-- Activity --
Go through the material below and count the lines with the string "plastic"; the number is the whole answer.

=== Begin Enclosure ===

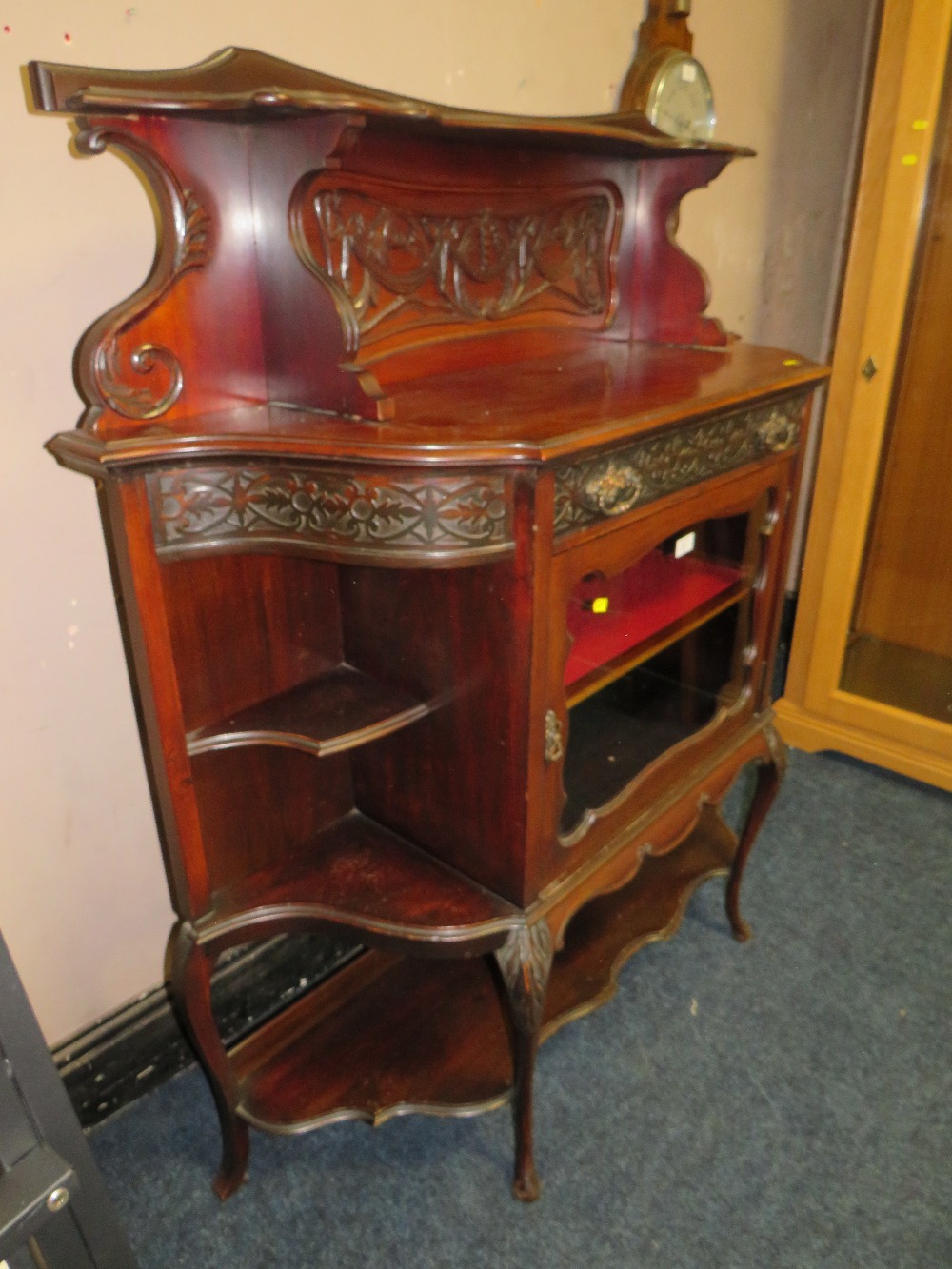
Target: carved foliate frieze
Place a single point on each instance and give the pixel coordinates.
(396, 263)
(621, 480)
(448, 515)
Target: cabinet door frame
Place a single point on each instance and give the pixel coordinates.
(817, 712)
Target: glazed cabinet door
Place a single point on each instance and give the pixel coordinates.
(664, 628)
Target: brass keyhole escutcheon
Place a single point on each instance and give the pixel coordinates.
(555, 743)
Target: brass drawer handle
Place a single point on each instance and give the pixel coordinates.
(613, 488)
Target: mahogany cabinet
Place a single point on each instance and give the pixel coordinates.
(447, 536)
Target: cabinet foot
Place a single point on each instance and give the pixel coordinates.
(232, 1170)
(769, 773)
(527, 1188)
(190, 980)
(526, 961)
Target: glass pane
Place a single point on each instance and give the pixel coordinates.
(901, 644)
(655, 654)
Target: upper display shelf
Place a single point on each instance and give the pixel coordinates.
(246, 84)
(322, 243)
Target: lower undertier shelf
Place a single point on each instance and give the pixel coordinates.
(394, 1035)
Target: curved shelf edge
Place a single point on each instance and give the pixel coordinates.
(611, 987)
(373, 1119)
(278, 918)
(339, 709)
(343, 1043)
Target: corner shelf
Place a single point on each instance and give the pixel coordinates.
(651, 605)
(390, 1036)
(366, 879)
(327, 715)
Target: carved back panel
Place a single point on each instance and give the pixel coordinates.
(406, 259)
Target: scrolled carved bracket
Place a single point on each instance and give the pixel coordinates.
(147, 382)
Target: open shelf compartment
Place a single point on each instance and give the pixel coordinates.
(333, 712)
(657, 602)
(392, 1035)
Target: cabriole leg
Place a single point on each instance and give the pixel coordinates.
(525, 961)
(190, 976)
(768, 781)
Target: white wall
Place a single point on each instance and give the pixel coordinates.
(83, 900)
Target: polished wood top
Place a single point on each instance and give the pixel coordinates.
(577, 399)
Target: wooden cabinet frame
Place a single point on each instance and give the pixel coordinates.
(402, 377)
(815, 712)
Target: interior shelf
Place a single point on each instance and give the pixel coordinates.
(650, 605)
(335, 711)
(391, 1035)
(362, 876)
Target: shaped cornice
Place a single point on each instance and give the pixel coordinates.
(249, 84)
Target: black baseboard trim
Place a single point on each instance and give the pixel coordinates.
(788, 616)
(140, 1046)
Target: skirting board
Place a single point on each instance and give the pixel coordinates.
(140, 1046)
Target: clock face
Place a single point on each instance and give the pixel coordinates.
(681, 102)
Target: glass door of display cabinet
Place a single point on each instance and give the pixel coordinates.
(871, 665)
(658, 650)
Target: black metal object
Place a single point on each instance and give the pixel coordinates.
(53, 1207)
(140, 1046)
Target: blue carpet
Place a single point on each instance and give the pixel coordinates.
(783, 1103)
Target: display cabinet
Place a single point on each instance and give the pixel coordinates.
(871, 659)
(447, 534)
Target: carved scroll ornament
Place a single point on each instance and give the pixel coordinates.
(398, 266)
(636, 475)
(148, 381)
(194, 507)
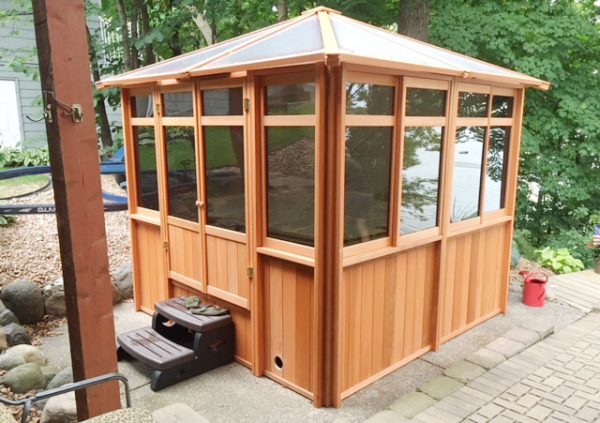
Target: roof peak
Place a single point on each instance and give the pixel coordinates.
(317, 9)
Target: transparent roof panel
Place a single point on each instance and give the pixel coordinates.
(304, 37)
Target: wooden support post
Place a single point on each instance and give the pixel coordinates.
(62, 46)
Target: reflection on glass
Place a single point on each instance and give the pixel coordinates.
(224, 155)
(369, 99)
(473, 104)
(141, 106)
(497, 162)
(502, 106)
(291, 99)
(146, 167)
(425, 102)
(223, 102)
(468, 157)
(181, 169)
(420, 178)
(291, 184)
(368, 155)
(178, 104)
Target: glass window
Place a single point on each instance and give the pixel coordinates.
(181, 170)
(369, 99)
(291, 184)
(421, 178)
(178, 104)
(368, 154)
(141, 106)
(497, 162)
(224, 155)
(291, 99)
(147, 181)
(468, 158)
(473, 104)
(425, 102)
(223, 102)
(502, 106)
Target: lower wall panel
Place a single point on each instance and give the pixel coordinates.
(240, 316)
(476, 277)
(386, 313)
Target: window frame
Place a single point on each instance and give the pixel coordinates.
(362, 120)
(488, 122)
(225, 120)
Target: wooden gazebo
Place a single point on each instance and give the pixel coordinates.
(347, 192)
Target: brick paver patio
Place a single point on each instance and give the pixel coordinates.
(555, 380)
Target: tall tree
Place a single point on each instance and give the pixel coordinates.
(413, 18)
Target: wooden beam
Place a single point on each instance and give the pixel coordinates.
(62, 47)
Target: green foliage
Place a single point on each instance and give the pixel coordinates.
(559, 261)
(13, 157)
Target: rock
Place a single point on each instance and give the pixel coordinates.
(25, 299)
(62, 378)
(24, 378)
(123, 281)
(16, 334)
(411, 404)
(464, 371)
(49, 373)
(54, 298)
(21, 354)
(441, 386)
(7, 317)
(60, 409)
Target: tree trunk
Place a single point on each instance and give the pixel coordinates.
(101, 115)
(282, 10)
(413, 19)
(125, 42)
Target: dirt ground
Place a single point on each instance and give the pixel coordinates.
(29, 247)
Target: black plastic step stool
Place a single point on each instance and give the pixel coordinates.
(179, 344)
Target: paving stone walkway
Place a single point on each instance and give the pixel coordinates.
(554, 380)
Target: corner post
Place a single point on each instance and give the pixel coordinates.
(62, 46)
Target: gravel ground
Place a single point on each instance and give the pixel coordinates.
(29, 247)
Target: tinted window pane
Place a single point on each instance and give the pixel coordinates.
(425, 102)
(223, 102)
(291, 183)
(369, 99)
(473, 105)
(178, 104)
(146, 167)
(420, 178)
(502, 106)
(181, 167)
(368, 154)
(291, 99)
(497, 162)
(141, 106)
(467, 172)
(224, 151)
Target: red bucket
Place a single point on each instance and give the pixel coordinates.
(534, 288)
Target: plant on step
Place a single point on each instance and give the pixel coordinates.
(559, 260)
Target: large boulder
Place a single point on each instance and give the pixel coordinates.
(25, 299)
(22, 354)
(62, 378)
(54, 298)
(123, 281)
(24, 378)
(60, 409)
(15, 334)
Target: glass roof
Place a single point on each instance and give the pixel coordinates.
(304, 38)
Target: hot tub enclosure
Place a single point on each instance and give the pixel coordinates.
(347, 192)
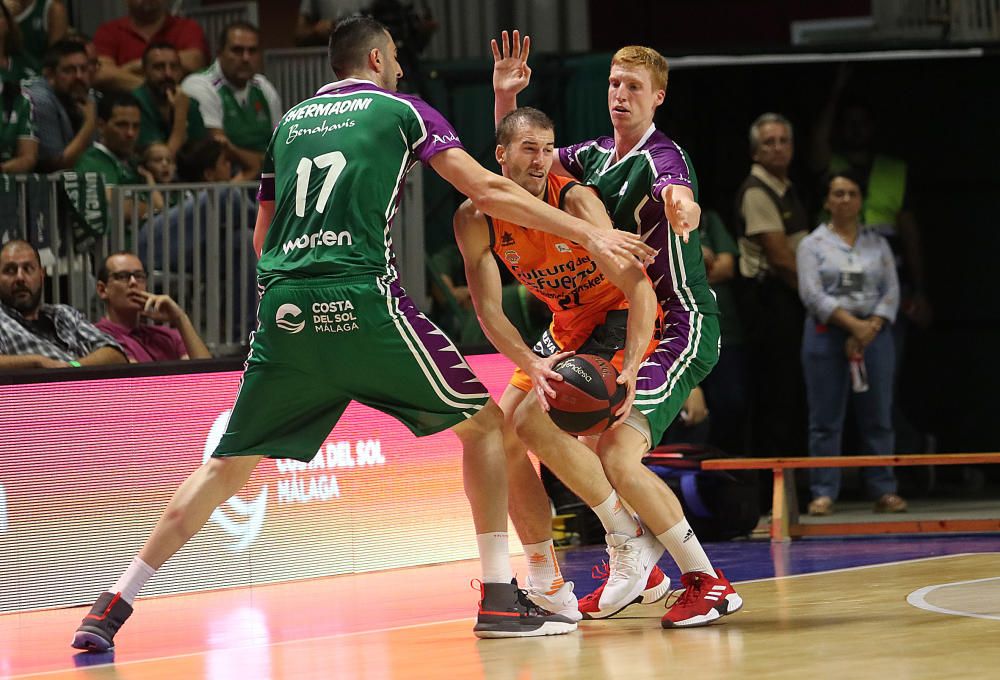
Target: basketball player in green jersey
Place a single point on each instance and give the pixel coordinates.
(647, 184)
(334, 324)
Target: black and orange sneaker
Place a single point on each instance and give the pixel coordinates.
(97, 630)
(656, 588)
(506, 611)
(703, 600)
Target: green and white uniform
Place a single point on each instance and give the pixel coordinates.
(631, 189)
(334, 323)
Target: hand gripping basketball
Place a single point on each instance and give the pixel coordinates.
(588, 395)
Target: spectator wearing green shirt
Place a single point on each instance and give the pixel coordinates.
(168, 114)
(18, 141)
(113, 155)
(15, 65)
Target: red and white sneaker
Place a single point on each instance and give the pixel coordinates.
(656, 588)
(703, 600)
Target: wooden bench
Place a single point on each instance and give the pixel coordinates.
(785, 515)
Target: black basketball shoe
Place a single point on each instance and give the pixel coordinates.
(506, 611)
(97, 630)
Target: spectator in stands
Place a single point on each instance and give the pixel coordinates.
(65, 110)
(727, 385)
(847, 281)
(206, 160)
(42, 23)
(771, 222)
(36, 335)
(121, 283)
(18, 141)
(158, 165)
(122, 42)
(15, 65)
(239, 105)
(317, 18)
(168, 114)
(113, 156)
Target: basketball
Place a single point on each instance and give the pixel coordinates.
(587, 396)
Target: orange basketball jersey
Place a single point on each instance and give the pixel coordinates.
(560, 273)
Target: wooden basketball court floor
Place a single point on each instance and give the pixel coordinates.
(860, 608)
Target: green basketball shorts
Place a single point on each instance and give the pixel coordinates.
(321, 343)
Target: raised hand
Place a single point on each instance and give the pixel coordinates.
(511, 72)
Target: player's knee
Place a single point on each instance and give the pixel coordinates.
(529, 424)
(489, 420)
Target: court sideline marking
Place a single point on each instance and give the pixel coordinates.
(468, 618)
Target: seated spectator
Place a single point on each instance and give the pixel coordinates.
(113, 156)
(121, 283)
(121, 43)
(168, 115)
(847, 281)
(15, 65)
(239, 105)
(158, 165)
(317, 18)
(207, 161)
(36, 335)
(18, 142)
(42, 23)
(65, 110)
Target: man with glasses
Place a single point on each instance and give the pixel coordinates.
(65, 110)
(37, 335)
(121, 283)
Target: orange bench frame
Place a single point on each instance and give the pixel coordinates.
(785, 515)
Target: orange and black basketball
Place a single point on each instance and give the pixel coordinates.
(587, 396)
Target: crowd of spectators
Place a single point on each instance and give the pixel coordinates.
(144, 102)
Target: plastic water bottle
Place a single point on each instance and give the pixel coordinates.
(859, 374)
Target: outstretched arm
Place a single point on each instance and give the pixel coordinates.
(682, 211)
(511, 73)
(483, 276)
(495, 195)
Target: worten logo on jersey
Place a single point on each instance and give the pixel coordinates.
(323, 237)
(288, 318)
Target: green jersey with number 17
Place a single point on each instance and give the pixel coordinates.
(335, 168)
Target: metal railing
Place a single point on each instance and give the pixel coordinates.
(297, 72)
(198, 248)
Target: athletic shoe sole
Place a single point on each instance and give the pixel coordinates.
(648, 596)
(91, 642)
(499, 630)
(656, 553)
(732, 605)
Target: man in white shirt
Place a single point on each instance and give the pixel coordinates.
(239, 105)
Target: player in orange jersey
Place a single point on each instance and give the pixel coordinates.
(609, 313)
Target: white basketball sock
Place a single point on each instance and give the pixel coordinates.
(494, 557)
(615, 518)
(685, 548)
(132, 581)
(543, 568)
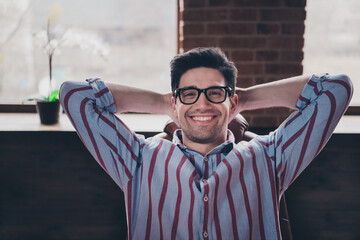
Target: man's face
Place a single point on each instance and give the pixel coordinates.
(204, 122)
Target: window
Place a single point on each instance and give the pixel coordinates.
(332, 39)
(140, 37)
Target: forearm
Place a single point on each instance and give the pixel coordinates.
(281, 93)
(131, 99)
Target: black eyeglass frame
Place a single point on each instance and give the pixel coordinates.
(228, 91)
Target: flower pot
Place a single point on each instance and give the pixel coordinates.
(48, 111)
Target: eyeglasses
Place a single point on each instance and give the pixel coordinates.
(189, 95)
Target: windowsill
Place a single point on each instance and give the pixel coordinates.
(31, 122)
(136, 122)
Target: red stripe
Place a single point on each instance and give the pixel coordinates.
(150, 174)
(292, 139)
(329, 120)
(110, 105)
(216, 214)
(282, 177)
(191, 210)
(178, 200)
(117, 169)
(129, 197)
(126, 127)
(102, 92)
(66, 103)
(206, 170)
(83, 116)
(231, 201)
(164, 188)
(346, 86)
(246, 196)
(304, 99)
(110, 145)
(306, 142)
(192, 159)
(273, 193)
(206, 207)
(312, 83)
(218, 159)
(292, 119)
(257, 180)
(112, 125)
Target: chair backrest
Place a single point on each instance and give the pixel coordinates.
(239, 127)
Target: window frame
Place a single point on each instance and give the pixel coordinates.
(31, 107)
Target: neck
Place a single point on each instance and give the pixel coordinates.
(202, 148)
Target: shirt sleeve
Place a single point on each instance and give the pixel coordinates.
(91, 109)
(305, 132)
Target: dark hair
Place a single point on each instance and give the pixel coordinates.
(203, 57)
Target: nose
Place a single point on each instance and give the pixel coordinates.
(203, 101)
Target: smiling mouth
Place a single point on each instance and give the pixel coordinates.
(202, 119)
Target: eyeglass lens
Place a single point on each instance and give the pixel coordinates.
(215, 95)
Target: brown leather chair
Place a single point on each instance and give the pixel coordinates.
(239, 127)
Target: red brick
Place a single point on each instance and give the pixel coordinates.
(193, 42)
(217, 15)
(293, 28)
(193, 29)
(194, 4)
(259, 3)
(295, 3)
(268, 28)
(194, 15)
(267, 55)
(284, 68)
(285, 42)
(286, 14)
(296, 56)
(233, 42)
(230, 28)
(249, 68)
(218, 2)
(244, 14)
(242, 55)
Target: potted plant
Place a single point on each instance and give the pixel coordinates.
(50, 40)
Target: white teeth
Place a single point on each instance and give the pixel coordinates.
(201, 118)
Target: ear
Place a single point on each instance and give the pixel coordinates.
(173, 104)
(233, 107)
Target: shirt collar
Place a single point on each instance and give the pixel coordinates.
(225, 147)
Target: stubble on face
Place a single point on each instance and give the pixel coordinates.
(203, 133)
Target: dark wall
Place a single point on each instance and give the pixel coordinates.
(51, 188)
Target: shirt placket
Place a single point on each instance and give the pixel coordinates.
(206, 209)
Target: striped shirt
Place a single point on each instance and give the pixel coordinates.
(232, 192)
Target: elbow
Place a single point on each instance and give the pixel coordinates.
(348, 84)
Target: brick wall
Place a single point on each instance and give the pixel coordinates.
(264, 39)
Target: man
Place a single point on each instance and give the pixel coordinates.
(203, 185)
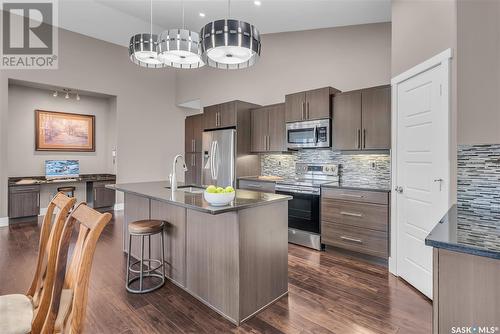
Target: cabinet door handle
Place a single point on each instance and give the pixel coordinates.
(352, 214)
(358, 241)
(364, 138)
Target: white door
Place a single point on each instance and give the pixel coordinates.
(422, 175)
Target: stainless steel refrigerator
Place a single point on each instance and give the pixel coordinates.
(219, 158)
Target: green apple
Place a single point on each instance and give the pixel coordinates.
(211, 189)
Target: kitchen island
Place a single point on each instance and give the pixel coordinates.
(232, 258)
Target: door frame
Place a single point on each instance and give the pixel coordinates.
(444, 59)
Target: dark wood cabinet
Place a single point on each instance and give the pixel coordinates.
(362, 119)
(24, 201)
(356, 220)
(309, 105)
(376, 119)
(347, 121)
(220, 115)
(268, 129)
(193, 164)
(102, 197)
(193, 133)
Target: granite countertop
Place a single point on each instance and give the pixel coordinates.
(467, 232)
(160, 191)
(360, 185)
(43, 180)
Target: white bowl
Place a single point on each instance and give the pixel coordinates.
(219, 199)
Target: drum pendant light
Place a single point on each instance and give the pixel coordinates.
(143, 47)
(180, 48)
(230, 44)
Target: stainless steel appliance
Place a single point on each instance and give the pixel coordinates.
(304, 227)
(308, 134)
(219, 155)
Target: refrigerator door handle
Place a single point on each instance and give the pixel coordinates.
(216, 159)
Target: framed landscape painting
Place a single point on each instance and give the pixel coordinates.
(59, 131)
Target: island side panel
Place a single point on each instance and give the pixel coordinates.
(135, 208)
(263, 256)
(212, 268)
(175, 239)
(469, 293)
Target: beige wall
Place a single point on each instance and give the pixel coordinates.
(420, 30)
(149, 127)
(345, 58)
(22, 158)
(479, 72)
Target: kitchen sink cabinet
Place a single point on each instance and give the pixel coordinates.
(309, 105)
(362, 119)
(356, 220)
(193, 133)
(268, 131)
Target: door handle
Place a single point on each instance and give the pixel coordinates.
(359, 241)
(345, 213)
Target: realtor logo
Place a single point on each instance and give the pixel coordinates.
(29, 34)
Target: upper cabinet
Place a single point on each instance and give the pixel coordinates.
(309, 105)
(193, 133)
(362, 119)
(268, 129)
(220, 115)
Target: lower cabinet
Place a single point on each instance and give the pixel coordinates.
(356, 220)
(24, 201)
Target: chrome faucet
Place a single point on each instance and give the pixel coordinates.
(173, 176)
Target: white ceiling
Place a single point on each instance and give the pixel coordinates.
(116, 20)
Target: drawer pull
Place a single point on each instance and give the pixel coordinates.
(351, 195)
(358, 241)
(344, 213)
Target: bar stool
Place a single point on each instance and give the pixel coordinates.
(142, 229)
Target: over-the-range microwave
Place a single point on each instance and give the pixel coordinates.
(308, 134)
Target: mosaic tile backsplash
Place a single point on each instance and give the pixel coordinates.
(356, 167)
(478, 175)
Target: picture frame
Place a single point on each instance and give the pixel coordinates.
(64, 132)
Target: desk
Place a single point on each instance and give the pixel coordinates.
(31, 194)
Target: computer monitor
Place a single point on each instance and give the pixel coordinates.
(58, 169)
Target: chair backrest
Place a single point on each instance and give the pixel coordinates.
(41, 287)
(69, 300)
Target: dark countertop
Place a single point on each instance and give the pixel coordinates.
(467, 232)
(358, 185)
(42, 180)
(159, 191)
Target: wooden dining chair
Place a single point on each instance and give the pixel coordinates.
(69, 300)
(26, 313)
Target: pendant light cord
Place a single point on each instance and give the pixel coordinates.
(151, 16)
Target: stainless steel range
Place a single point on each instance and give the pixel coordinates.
(304, 226)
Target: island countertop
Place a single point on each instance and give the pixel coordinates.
(465, 232)
(160, 190)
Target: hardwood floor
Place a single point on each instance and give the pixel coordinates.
(329, 293)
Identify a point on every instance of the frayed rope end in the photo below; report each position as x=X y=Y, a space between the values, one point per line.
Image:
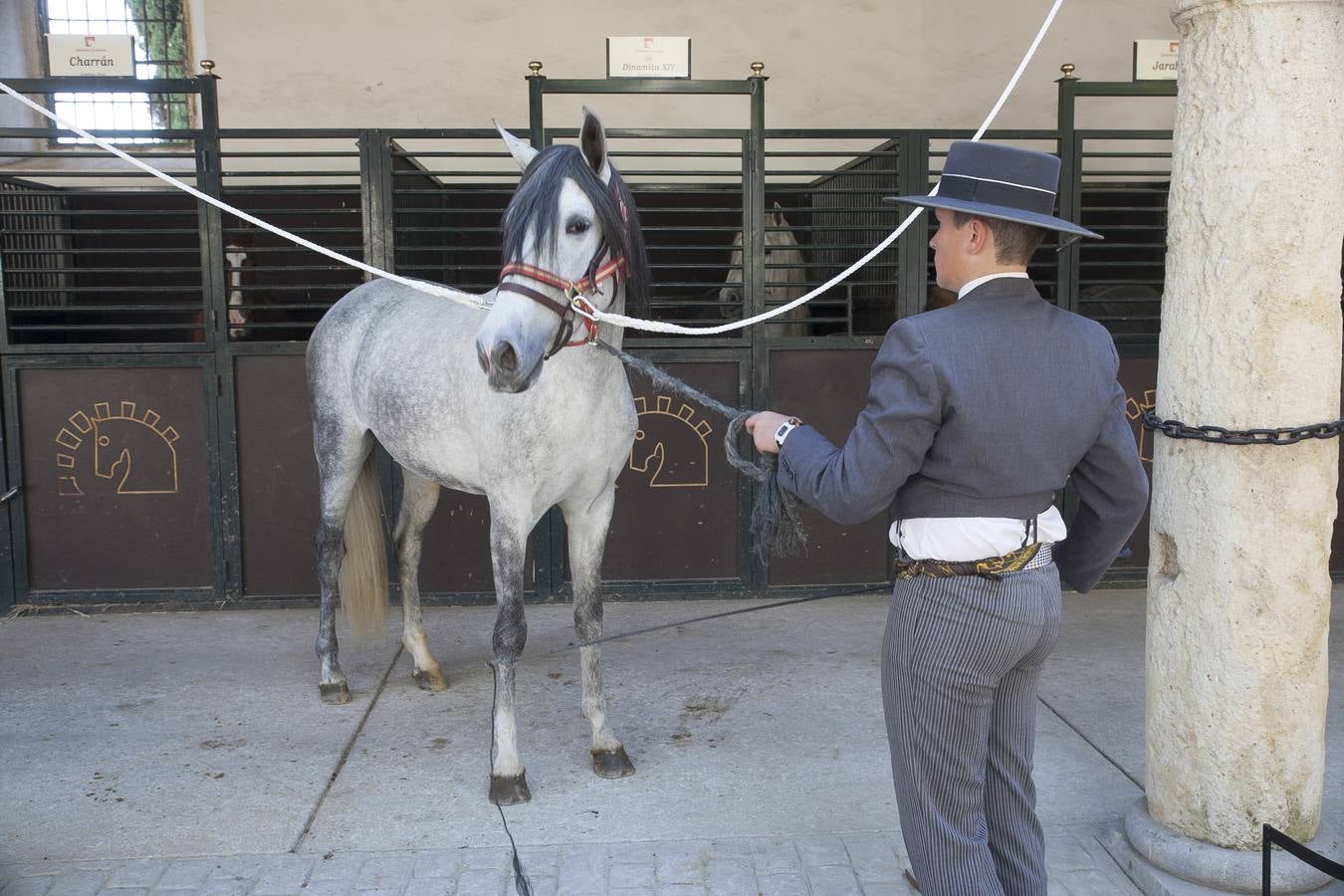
x=776 y=524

=== End Enclosure ===

-- Reply to the exercise --
2